» **SOURCE TEXT**
— Begin —
Aware Inc is an American based NASDAQ listed provider of biometrics software solutions for governments and private enterprises. Aware has a underwhelming history of slow growth, hefty cash burn, excess dilution and consequently poor returns for shareholders. However the sharp decline in the share price has potentially opened the door to purchase a growing company, on the verge of profitability with 93% gross margins for 0.6x EV/sales.
As it stands Aware has a market cap of US$40.4m with $28.5m of cash and is on target to grow revenue beyond $20m in 2024. On the back of the constant cash burn and poor shareholder returns the board brought in a new CEO Robert Eckel in late 2019 with the core focus on transitioning the business to profitability. Since his tenure’s began Robert has help grow recurring revenue by 20% p.a and significantly reduce losses, with 2023 being Aware’s first year of cash flow positively in recent times. Management is targeting double digit growth p.a in the coming years while reducing costs, cutting the run rate to profitability to the next 18 months. If management is able to continue to grow organically and manage costs there is significant upside (2-4x) before the idea of putting any of the excess cash to work via capital returns or acquisitions.
Highlights
Trading at 0.6x EV/sales with high margin recurring revenue
$40m market cap with $28.5m of cash
Grown revenue at 17.4% since the hiring of new CEO in 2020
FCF positive in 2023, w management further growing revenue and cutting costs in 2024
Market leaders within biometrics authentication & identification
Highly experienced, overqualified CEO
Operations
Aware provides biometrics software solutions to help identify, authenticate and verify individuals for government and private enterprises . Their products have extensive use cases which are only increasing as fraud becomes more prevalent, difficult to detect and their technology improves. Within the government space their software is used extensively by law enforcement and border patrols to identify criminals, secure borders and manage biometrics databases by providing a biometric identification platform analysing fingerprints, faces, palmprints and iris’ allowing for government agencies to identify specific personnel.
— End —
» **PROBLEM SET**
**A)** In the Aware Inc article, duplicate the passage starting with "As it stands" and going on through "returns or acquisitions.".
**B)** Turn the paragraph of the Aware Inc article that opens "Aware provides biometrics software solutions" into a short bulleted list that keeps its main facts.
The material that comes next has no connection to the Aware Inc article.

» **SOURCE EXCERPT**
— Begin —
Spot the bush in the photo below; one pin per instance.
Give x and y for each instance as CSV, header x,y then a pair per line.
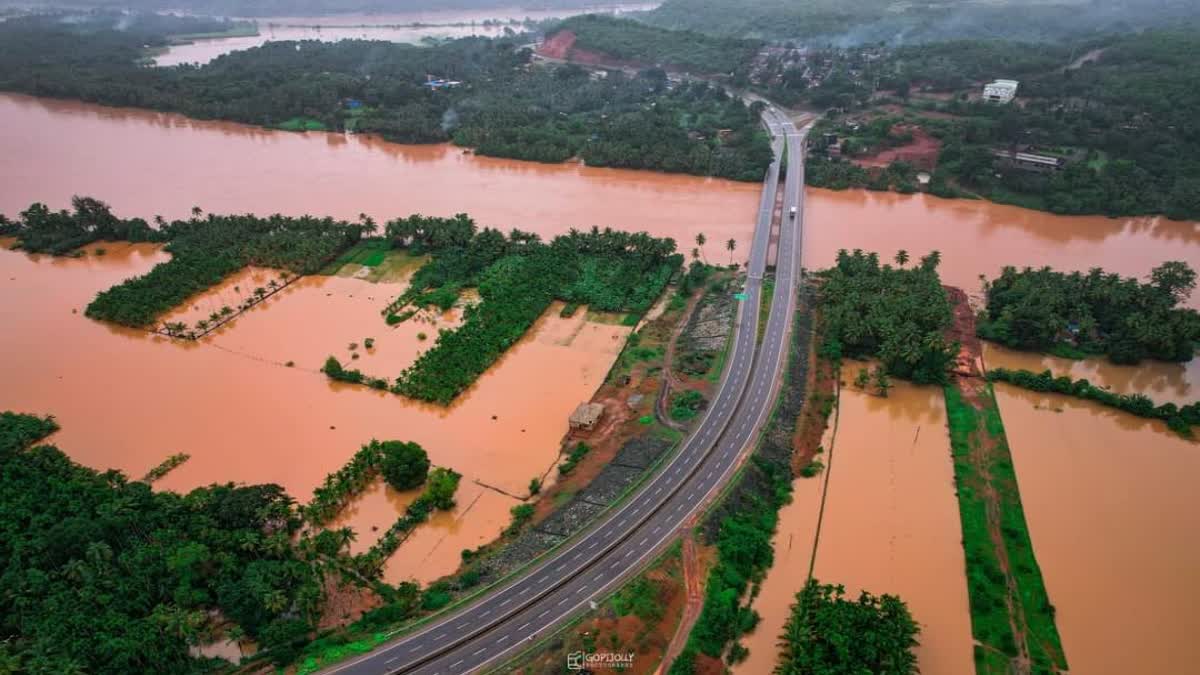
x,y
403,465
— End —
» **ANSWERS PROVIDED**
**A)**
As it stands Aware has a market cap of US$40.4m with $28.5m of cash and is on target to grow revenue beyond $20m in 2024. On the back of the constant cash burn and poor shareholder returns the board brought in a new CEO Robert Eckel in late 2019 with the core focus on transitioning the business to profitability. Since his tenure’s began Robert has help grow recurring revenue by 20% p.a and significantly reduce losses, with 2023 being Aware’s first year of cash flow positively in recent times. Management is targeting double digit growth p.a in the coming years while reducing costs, cutting the run rate to profitability to the next 18 months. If management is able to continue to grow organically and manage costs there is significant upside (2-4x) before the idea of putting any of the excess cash to work via capital returns or acquisitions.

**B)**
- Aware offers biometrics software that helps governments and private enterprises identify, authenticate and verify individuals.
- The products have extensive use cases. These are growing as fraud becomes more prevalent and harder to detect, and as the technology improves.
- Law enforcement and border patrols use the software to identify criminals, secure borders and manage biometrics databases.
- Its identification platform analyzes fingerprints, faces, palmprints and irises so government agencies can identify specific personnel.